* [Assignment A]: In the memoir excerpt, who sent the family a visa to Norway?
* [Assignment B]: According to the memoir excerpt, why did the mother urge the whole family to leave Czechoslovakia immediately after her 1938 trip to Linz?
* [Assignment C]: Shorten the paragraph of the memoir excerpt that begins "Then we went to grandma's home" into a brief bulleted list that keeps its main facts.

* [Document section]:
○ ○ ○ ○ ○ ○ ○
We left with only a couple of suitcases and traveled with our neighbor, Dr Clement in his car to one of his clients in Svetla nad Sazavou. We stayed there until father was demobilized from the Czech army.

Then we went to grandma's home in Ceske Budejovice. I continued at a local school, and became friendly with the Freund family whose father was a pediatrician in Budejovice and a long time friend of my parents. They all went to the concentration camp in Terezienstadt and from there they were deported to the death camp of Auschwitz, where they were murdered, except for their youngest son, Honza, my best friend, who miraculously survived the hell and is now living with his family in Canada. 

In Budejovice I continued at the primary school. My mother, returning in 1938 from a short trip to Linz in Austria to visit my father's sister, Ida Kafka, urged our whole family to immediately leave Czechoslovakia to any foreign country ready to accept us, because she fully believed that the Nazis would carry out their threat to exterminate the Jews of Europe. 

None really believed her, except for my aunt's family in Linz who managed to escape to the USA and my father who wrote to all of his acquaintances in the USA, Great Britain and Scandinavia requesting a visa to emigrate. Finally a friend of him in Norway, Dr. Jorgen Berner, who was at that time the chairman of the Norwegian Medical Association, sent us and nine other young Jewish doctors a visa to Norway.
○ ○ ○ ○ ○ ○ ○
* [Listed records]:

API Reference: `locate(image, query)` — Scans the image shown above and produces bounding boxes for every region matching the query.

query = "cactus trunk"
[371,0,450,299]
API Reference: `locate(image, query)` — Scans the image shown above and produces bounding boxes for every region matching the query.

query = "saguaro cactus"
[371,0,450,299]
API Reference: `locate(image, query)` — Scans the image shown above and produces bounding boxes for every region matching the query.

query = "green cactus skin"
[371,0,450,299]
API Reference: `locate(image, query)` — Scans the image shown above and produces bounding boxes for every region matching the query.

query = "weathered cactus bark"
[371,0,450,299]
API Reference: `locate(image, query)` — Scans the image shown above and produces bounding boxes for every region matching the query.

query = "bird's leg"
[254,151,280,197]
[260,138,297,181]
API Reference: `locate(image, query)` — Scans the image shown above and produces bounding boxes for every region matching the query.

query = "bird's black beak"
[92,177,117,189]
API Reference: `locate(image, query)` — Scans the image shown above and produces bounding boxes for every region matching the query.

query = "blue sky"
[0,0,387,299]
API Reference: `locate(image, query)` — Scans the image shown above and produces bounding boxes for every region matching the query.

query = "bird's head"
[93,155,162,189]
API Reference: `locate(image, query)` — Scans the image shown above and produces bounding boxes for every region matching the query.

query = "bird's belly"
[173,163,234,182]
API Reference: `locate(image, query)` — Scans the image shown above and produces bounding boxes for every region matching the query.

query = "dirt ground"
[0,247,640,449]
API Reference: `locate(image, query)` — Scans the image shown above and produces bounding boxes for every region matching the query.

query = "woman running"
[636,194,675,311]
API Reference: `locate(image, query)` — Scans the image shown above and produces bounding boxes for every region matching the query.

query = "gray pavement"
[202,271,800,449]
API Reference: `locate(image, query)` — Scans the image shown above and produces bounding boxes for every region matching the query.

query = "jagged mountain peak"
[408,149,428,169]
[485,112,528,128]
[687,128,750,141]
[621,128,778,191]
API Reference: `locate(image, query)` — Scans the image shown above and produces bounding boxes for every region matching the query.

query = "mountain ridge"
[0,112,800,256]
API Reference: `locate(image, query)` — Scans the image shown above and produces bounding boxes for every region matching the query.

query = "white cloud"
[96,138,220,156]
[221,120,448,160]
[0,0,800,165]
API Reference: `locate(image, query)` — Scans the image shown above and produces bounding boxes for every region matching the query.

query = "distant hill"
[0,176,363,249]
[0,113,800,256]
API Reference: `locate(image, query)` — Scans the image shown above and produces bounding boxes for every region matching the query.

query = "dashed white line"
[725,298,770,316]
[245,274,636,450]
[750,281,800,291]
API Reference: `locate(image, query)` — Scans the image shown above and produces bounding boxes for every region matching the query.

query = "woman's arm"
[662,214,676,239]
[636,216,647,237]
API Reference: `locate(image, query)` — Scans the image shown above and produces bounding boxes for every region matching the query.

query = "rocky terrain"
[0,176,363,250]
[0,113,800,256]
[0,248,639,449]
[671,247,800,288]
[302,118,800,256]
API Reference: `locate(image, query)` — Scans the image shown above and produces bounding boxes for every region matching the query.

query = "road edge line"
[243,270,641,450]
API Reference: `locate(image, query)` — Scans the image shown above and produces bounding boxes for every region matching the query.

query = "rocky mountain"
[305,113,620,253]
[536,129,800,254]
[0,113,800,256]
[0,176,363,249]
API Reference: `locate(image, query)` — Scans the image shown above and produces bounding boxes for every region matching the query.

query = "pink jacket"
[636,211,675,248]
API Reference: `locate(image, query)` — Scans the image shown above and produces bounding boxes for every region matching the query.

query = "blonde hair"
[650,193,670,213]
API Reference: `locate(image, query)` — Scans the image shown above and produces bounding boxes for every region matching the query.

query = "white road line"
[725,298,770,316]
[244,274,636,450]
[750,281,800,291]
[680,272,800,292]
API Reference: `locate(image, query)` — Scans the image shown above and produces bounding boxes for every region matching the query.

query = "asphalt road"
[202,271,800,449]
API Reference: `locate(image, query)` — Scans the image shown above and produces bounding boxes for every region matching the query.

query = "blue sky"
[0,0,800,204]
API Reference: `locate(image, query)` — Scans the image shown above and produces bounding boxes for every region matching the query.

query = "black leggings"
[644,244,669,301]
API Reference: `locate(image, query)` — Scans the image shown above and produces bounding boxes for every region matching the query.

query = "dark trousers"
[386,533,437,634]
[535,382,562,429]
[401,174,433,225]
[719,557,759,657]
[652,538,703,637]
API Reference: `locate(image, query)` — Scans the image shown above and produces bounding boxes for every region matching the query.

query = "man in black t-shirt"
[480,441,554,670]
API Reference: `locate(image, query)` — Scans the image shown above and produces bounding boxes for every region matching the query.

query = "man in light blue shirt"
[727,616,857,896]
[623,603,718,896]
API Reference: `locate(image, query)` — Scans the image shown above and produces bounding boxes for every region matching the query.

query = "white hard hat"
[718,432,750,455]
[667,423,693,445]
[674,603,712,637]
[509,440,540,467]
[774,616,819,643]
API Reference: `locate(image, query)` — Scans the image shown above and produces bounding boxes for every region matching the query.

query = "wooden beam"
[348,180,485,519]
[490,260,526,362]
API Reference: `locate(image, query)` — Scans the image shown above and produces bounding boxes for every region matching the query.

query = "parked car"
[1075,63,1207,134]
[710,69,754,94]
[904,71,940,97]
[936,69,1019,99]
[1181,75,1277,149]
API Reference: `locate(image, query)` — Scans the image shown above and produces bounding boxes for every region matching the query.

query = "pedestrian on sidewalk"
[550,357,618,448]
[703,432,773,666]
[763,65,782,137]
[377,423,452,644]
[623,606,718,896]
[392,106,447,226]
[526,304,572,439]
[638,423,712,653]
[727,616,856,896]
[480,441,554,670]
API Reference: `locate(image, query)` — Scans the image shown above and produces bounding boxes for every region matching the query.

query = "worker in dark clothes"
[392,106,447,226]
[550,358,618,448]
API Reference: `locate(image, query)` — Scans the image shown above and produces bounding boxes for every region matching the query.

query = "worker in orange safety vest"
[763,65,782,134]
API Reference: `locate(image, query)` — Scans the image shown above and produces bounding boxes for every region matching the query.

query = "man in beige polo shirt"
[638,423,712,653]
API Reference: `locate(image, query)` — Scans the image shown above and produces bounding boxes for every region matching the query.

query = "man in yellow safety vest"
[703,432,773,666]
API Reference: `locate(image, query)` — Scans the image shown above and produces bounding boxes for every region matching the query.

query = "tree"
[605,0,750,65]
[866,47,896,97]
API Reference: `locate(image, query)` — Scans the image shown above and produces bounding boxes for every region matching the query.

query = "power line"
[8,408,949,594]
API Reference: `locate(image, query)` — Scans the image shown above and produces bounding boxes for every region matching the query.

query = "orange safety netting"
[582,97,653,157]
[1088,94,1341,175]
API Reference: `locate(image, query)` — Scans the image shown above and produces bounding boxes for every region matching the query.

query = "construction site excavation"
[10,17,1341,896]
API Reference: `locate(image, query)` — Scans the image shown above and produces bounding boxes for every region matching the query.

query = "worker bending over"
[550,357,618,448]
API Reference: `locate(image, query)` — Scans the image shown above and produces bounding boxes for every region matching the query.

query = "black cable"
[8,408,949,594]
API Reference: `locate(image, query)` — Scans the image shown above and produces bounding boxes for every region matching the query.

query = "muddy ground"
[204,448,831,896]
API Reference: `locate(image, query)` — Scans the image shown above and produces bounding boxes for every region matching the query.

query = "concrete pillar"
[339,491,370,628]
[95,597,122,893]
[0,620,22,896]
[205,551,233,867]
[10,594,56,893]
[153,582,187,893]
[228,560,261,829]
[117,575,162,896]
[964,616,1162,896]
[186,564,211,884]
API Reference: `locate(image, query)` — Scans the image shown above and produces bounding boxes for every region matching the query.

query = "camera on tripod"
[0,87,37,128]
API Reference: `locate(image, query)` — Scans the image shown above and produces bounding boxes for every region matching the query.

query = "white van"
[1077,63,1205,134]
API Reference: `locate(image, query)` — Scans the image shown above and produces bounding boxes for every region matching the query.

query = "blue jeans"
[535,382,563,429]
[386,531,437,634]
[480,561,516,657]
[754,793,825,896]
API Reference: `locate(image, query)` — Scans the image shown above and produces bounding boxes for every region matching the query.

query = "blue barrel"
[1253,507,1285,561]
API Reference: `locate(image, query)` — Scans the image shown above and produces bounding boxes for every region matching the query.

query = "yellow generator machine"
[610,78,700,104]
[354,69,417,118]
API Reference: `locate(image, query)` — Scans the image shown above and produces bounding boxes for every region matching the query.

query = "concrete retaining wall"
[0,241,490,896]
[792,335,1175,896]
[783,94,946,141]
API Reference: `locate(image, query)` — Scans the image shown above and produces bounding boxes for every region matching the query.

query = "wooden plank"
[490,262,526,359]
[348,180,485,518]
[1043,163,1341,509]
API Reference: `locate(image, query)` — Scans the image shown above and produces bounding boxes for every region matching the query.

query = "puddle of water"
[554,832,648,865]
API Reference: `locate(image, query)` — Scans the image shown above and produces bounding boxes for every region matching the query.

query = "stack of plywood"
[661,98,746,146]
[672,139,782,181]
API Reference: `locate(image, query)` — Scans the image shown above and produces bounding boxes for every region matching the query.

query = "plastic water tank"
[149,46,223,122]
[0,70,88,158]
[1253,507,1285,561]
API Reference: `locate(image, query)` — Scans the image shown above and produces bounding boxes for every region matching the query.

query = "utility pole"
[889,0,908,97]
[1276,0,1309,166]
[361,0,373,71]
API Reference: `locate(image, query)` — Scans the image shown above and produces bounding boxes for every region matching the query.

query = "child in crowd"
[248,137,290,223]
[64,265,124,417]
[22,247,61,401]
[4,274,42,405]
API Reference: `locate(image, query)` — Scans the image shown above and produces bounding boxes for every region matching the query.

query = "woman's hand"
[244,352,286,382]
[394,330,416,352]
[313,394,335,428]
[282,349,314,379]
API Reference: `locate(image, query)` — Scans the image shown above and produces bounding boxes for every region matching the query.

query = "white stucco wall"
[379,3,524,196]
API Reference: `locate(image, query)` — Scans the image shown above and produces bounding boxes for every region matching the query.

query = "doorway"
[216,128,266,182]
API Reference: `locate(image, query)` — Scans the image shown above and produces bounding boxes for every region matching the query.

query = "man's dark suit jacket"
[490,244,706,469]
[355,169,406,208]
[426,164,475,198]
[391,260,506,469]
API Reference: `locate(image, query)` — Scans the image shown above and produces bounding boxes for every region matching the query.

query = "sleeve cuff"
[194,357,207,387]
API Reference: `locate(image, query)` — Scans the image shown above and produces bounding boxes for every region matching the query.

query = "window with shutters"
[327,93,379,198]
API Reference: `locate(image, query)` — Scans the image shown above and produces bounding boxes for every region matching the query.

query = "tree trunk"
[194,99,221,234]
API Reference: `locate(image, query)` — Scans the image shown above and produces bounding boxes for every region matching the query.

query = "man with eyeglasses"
○ ○ ○ ○ ○ ○ ○
* [Task answer A]: Dr. Jorgen Berner, a friend of the father in Norway who was then chairman of the Norwegian Medical Association.

* [Task answer B]: She fully believed the Nazis would carry out their threat to exterminate the Jews of Europe. So she wanted the family to go to any foreign country ready to accept them.

* [Task answer C]:
- The family moved to grandma's home in Ceske Budejovice, where the narrator went on at a local school.
- The narrator became friendly with the Freund family. The father was a pediatrician in Budejovice and a longtime friend of the narrator's parents.
- The Freunds were sent to Terezienstadt and then deported to Auschwitz, where they were murdered.
- Only the youngest son, Honza, the narrator's best friend, survived. He now lives with his family in Canada.